+++ Page
L’ABCdaire d'Arnaud Desplechin
Son adaptation de Tromperie de Philip Roth (coécrite avec la scénariste Julie Peyr) nous a emballés (lire ici notre chant d’amour) ! Ce film, où les équipes artistiques et techniques semblent en état d’allégresse, nous a inspiré cet ABCdaire. Arnaud Desplechin, en grande forme, a attrapé nos mots au vol (NB. pour Z, c’est son idée !) : voici ses commentaires inspirés.
A comme… acteur
« Qui est à soi-même son propre outil. C’est le métier le plus original qui soit, avec celui de poète. Jean Douchet disait que le jeu d’acteur était l’instrument le plus précieux de la mise en scène et que les premiers travellings de l’histoire du cinéma sont ces plans où les acteurs s’approchent de la caméra. »
B comme… Bergman
« dieu (avec une minuscule) ! »
C comme… caméra et Stanley Cavell
« La caméra est une machine merveilleuse, car elle enregistre du réel et projette de la fiction. C’est une boîte magique hallucinante. Stanley Cavell a décrit avec tellement de finesse ce principe-là, en disant : « What happens to reality when it’s screaned ? » (qu’arrive-t-il à la réalité quand elle est projetée ?). Tout d’un coup, elle scintille. C’est le miracle de la boîte des frères Lumière. »
D comme… détail(s)
« Le diable s’y cache ! La direction d’acteurs, pour moi, ne passe que par les détails : le choix des chaussures, un geste étrange de la main, et tout d’un coup, le sens nous arrive. J’aime bien le synonyme de « détail » que donne Barthes lorsqu’il parle de la photographie : il appelle ça le « punctum ». Tout d’un coup, on voit la boucle d’un lacet, par exemple, et on tombe amoureux de la photo qui nous accompagne toute notre vie. C’est ce « punctum » que je cherche quand je fais un film, cet art du détail. »
E comme… équipe
« Évidemment, c’est un travail d’équipe magnifique de faire un film, mais parfois on est horriblement seul quand on est metteur en scène ! Il faut accepter qu’on ne sert pas à grand-chose, mais que si le film n’est pas bien, c’est de notre faute. Il faut l’assumer et cela rend seul. »
F comme… fiction
« Je ne sais pas bien ce qu’est la fiction et pourtant, c’est le cinéma que je fais. Si les acteurs se servent d’eux dans leur travail, moi j’essaie de me servir de moi pour faire mes films. Un de mes héros est Nanni Moretti, qui n’arrête pas de se servir de lui-même pour faire des films et pourtant ce qu’il invente, c’est de la fiction. Comme pour la caméra, ce qui rentre est peut-être de l’autobiographie, mais ce qui ressort est de la fiction. J’aime que les personnages soient plus grands que la vie. Moi, je suis plus petit que la vie, je suis normal et avance sur deux pattes, mais quand tout d’un coup, c’est héroïque et joué par un acteur, cela peut devenir plus grand que la vie. La fiction, c’est peut-être de la vie qui devient un petit peu plus grande. »
++++++
■ **Consignes**:
**A.** Traduisez en anglais cette phrase de l'ABCdaire : « La caméra est une machine merveilleuse, car elle enregistre du réel et projette de la fiction. »
**B.** Recopiez fidèlement le passage de l'ABCdaire qui commence à « L’ABCdaire d'Arnaud Desplechin » et se termine à « ses commentaires inspirés. ».
+++ Données fournies
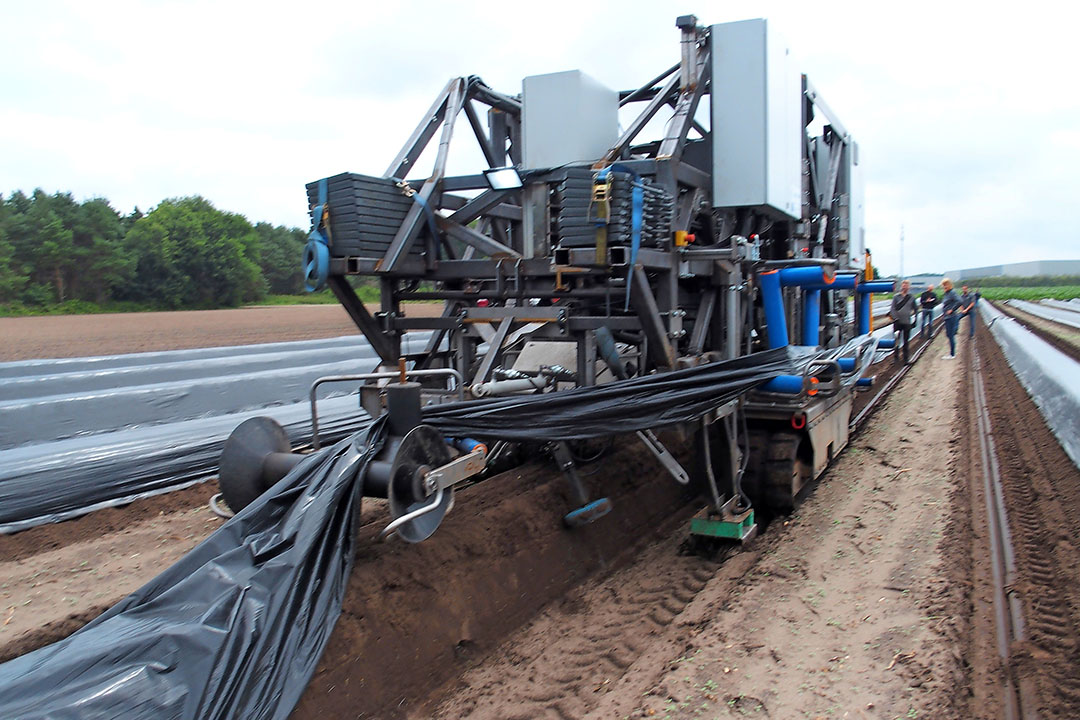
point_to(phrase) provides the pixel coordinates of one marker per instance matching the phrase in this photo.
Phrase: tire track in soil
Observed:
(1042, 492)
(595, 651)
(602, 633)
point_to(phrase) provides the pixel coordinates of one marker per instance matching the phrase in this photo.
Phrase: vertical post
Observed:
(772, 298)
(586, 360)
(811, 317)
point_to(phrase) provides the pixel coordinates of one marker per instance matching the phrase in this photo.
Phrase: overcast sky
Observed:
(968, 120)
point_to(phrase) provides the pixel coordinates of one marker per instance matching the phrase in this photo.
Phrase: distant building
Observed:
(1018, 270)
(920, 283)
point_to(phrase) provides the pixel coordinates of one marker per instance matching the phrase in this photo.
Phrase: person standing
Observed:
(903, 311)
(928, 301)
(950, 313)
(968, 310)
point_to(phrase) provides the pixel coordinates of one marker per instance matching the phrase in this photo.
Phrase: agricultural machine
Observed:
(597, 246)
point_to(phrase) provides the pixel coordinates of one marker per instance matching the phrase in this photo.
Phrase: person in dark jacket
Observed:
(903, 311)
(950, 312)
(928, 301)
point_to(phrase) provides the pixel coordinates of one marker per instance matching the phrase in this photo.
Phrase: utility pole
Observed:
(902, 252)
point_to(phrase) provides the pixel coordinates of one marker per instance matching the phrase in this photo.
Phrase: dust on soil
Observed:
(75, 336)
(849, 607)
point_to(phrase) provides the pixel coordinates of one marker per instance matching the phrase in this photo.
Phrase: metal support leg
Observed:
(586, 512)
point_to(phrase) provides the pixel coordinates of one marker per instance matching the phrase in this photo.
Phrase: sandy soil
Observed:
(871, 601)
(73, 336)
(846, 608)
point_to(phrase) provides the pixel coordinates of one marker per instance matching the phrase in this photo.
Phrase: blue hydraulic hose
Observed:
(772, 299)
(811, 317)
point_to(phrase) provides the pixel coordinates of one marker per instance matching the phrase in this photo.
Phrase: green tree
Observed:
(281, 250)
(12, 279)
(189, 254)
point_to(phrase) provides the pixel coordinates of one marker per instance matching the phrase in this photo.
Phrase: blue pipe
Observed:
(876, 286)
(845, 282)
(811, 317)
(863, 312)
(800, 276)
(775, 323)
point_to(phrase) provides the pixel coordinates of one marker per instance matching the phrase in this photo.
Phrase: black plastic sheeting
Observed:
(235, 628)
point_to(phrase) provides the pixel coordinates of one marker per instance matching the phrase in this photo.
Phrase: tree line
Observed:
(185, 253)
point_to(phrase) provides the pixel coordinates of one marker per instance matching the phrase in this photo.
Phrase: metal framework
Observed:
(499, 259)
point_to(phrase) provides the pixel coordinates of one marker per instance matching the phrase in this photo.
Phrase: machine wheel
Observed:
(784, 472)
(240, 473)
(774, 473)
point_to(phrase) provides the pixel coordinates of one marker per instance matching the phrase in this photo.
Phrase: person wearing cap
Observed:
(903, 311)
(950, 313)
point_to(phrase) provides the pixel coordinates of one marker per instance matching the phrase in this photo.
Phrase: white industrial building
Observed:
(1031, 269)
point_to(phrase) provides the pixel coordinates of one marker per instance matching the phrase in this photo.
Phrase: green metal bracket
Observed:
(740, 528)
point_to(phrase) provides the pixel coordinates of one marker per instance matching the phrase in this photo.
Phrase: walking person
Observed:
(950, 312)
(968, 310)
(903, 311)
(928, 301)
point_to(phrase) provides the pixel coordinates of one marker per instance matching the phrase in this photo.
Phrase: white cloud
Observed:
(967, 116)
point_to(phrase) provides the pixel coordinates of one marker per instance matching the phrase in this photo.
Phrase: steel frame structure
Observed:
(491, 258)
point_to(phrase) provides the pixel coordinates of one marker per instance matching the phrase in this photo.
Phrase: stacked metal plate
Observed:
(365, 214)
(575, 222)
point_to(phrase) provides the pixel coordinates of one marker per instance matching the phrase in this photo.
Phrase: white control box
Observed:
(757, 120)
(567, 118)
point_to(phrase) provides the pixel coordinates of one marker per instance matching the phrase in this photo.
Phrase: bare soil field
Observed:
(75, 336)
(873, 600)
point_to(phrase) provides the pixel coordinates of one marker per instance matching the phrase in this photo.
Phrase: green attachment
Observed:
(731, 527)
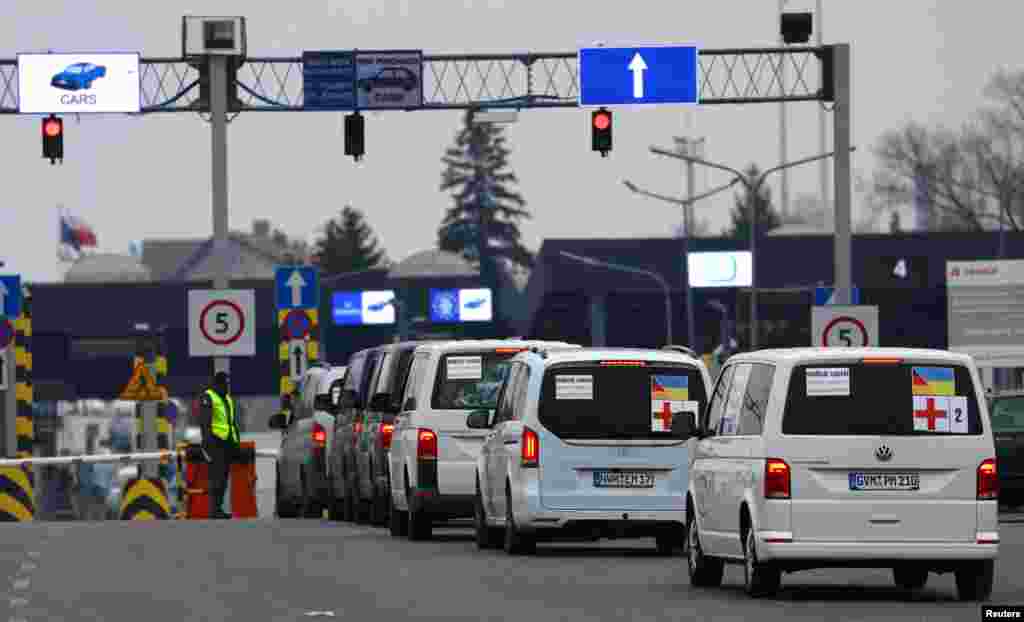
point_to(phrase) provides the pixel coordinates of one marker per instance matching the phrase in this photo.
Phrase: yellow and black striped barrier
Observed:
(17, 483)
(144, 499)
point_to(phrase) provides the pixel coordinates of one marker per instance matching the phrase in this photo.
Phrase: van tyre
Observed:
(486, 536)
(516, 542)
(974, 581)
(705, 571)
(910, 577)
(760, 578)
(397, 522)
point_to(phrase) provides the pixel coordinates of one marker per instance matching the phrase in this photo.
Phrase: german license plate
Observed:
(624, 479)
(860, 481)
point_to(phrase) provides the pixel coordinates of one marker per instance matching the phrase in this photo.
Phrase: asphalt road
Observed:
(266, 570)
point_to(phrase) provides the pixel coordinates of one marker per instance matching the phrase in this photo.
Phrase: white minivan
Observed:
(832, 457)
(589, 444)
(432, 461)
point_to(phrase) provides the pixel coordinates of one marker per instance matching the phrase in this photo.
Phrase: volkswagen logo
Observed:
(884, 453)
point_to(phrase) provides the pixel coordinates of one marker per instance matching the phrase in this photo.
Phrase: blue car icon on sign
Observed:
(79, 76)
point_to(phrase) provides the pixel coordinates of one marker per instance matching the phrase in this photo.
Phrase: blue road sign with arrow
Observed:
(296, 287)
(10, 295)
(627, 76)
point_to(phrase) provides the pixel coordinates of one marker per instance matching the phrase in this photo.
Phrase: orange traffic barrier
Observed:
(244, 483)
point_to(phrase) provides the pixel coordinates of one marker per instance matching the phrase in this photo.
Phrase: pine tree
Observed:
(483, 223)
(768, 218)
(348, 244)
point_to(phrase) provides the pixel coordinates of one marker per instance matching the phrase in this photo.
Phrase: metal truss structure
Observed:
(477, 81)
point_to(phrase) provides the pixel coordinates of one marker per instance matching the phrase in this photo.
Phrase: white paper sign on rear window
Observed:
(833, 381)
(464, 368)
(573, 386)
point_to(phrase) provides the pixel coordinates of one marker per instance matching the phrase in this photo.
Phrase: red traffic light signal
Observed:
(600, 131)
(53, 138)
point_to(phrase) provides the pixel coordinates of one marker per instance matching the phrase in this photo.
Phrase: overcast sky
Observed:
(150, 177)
++++++
+++ Données fournies
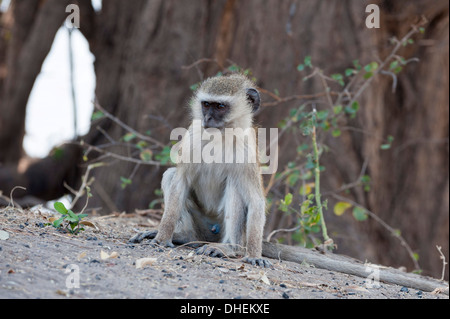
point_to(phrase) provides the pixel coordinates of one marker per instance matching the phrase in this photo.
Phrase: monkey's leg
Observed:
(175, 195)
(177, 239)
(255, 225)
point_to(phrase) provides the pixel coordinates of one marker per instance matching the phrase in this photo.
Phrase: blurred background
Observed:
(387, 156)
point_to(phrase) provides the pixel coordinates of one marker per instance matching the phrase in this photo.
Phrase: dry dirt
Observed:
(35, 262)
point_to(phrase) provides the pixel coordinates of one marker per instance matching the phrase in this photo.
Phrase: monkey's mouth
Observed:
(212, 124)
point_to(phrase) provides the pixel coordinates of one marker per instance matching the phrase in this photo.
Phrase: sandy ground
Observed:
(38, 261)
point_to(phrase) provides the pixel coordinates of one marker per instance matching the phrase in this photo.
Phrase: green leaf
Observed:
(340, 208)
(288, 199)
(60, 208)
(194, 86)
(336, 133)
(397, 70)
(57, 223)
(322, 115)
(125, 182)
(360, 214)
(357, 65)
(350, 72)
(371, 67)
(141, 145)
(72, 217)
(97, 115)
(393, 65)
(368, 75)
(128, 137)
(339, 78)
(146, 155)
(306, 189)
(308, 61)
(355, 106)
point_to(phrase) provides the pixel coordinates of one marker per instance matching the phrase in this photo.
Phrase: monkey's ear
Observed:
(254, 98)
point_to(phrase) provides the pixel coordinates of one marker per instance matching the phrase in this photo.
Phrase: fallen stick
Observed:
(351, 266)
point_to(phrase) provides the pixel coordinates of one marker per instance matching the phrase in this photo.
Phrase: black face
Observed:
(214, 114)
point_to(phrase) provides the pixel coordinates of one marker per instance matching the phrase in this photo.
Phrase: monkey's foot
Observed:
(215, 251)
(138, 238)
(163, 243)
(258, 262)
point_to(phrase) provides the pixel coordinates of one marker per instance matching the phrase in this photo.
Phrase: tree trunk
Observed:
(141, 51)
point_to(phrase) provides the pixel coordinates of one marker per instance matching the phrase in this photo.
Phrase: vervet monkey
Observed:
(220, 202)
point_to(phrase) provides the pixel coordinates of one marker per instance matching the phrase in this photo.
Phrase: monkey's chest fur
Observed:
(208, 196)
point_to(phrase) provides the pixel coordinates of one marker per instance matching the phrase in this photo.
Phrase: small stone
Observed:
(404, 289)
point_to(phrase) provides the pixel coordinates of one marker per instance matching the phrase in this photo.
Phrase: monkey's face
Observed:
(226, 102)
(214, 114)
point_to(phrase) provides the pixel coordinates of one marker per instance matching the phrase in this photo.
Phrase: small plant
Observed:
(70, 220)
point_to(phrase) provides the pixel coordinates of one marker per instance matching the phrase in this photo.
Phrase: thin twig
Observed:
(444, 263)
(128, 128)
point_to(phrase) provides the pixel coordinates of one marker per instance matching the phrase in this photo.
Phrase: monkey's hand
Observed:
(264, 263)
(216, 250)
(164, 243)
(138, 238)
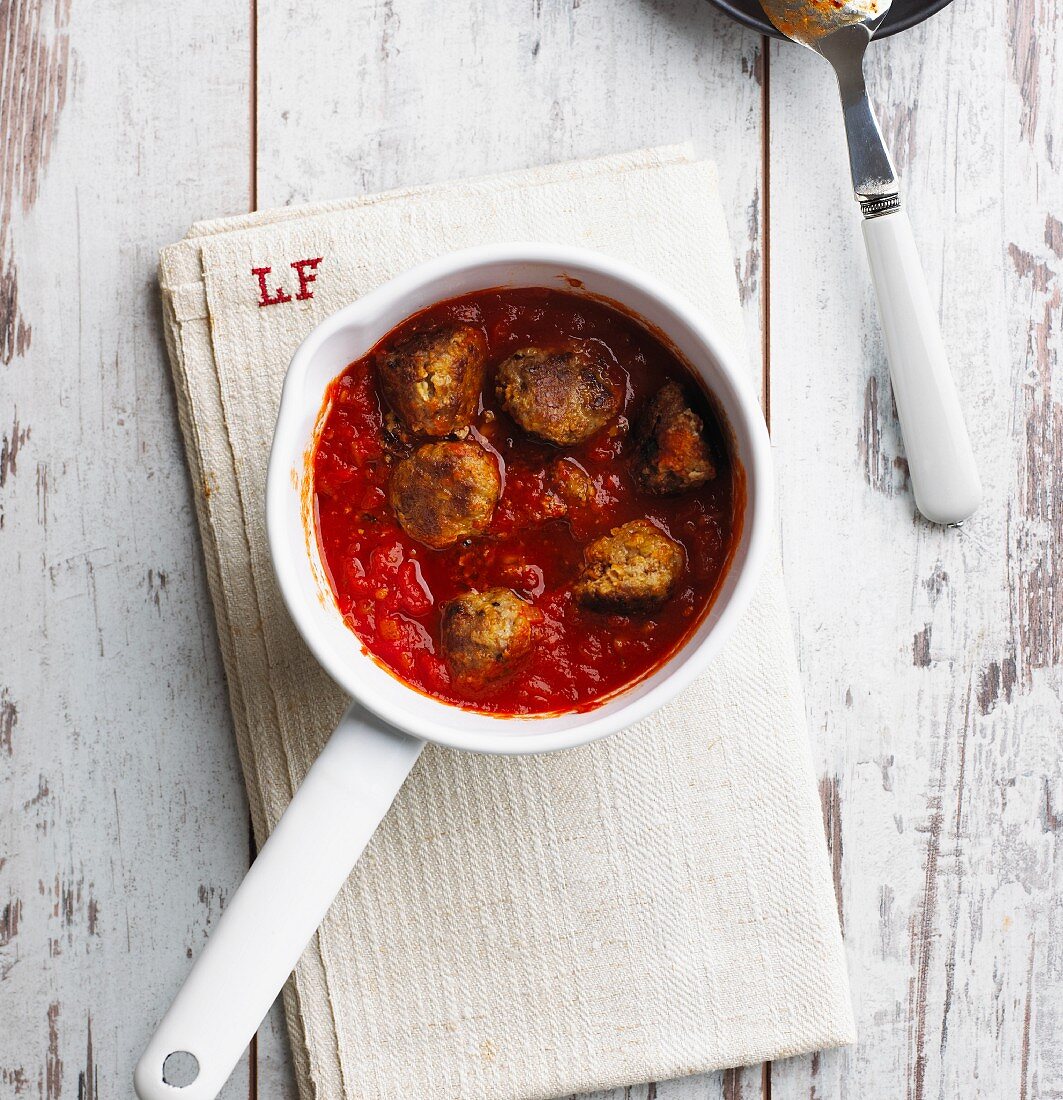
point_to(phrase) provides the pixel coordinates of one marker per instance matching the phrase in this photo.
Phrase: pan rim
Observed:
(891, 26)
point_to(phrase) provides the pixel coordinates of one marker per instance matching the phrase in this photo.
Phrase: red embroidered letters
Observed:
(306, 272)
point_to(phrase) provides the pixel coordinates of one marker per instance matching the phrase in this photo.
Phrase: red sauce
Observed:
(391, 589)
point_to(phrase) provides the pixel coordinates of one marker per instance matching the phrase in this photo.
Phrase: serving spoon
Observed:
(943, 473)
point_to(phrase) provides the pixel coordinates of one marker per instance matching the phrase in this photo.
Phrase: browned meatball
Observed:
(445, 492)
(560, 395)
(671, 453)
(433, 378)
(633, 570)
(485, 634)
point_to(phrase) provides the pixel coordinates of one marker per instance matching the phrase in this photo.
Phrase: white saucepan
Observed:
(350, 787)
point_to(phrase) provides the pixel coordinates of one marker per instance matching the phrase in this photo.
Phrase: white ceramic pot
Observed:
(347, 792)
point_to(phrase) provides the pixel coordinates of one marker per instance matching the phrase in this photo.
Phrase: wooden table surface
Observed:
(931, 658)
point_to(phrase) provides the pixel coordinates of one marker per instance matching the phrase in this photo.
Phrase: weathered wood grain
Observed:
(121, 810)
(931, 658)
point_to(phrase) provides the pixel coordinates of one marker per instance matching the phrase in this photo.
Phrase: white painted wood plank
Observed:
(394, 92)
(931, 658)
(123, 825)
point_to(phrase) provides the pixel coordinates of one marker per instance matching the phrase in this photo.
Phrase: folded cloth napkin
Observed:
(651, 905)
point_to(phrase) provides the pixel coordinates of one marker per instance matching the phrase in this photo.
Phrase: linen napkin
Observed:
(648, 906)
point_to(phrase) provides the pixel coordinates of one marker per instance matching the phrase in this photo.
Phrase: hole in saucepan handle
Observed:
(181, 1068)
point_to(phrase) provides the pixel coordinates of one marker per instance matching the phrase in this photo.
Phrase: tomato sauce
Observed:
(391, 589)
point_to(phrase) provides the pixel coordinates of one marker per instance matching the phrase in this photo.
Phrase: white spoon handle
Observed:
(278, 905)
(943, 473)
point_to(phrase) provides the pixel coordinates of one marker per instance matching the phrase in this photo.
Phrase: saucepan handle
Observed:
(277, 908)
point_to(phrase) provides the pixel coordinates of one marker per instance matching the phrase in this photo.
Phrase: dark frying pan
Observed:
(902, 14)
++++++
■ **Corrigé**:
**A.** The camera is a marvelous machine, because it records reality and projects fiction.

**B.**
L’ABCdaire d'Arnaud Desplechin
Son adaptation de Tromperie de Philip Roth (coécrite avec la scénariste Julie Peyr) nous a emballés (lire ici notre chant d’amour) ! Ce film, où les équipes artistiques et techniques semblent en état d’allégresse, nous a inspiré cet ABCdaire. Arnaud Desplechin, en grande forme, a attrapé nos mots au vol (NB. pour Z, c’est son idée !) : voici ses commentaires inspirés.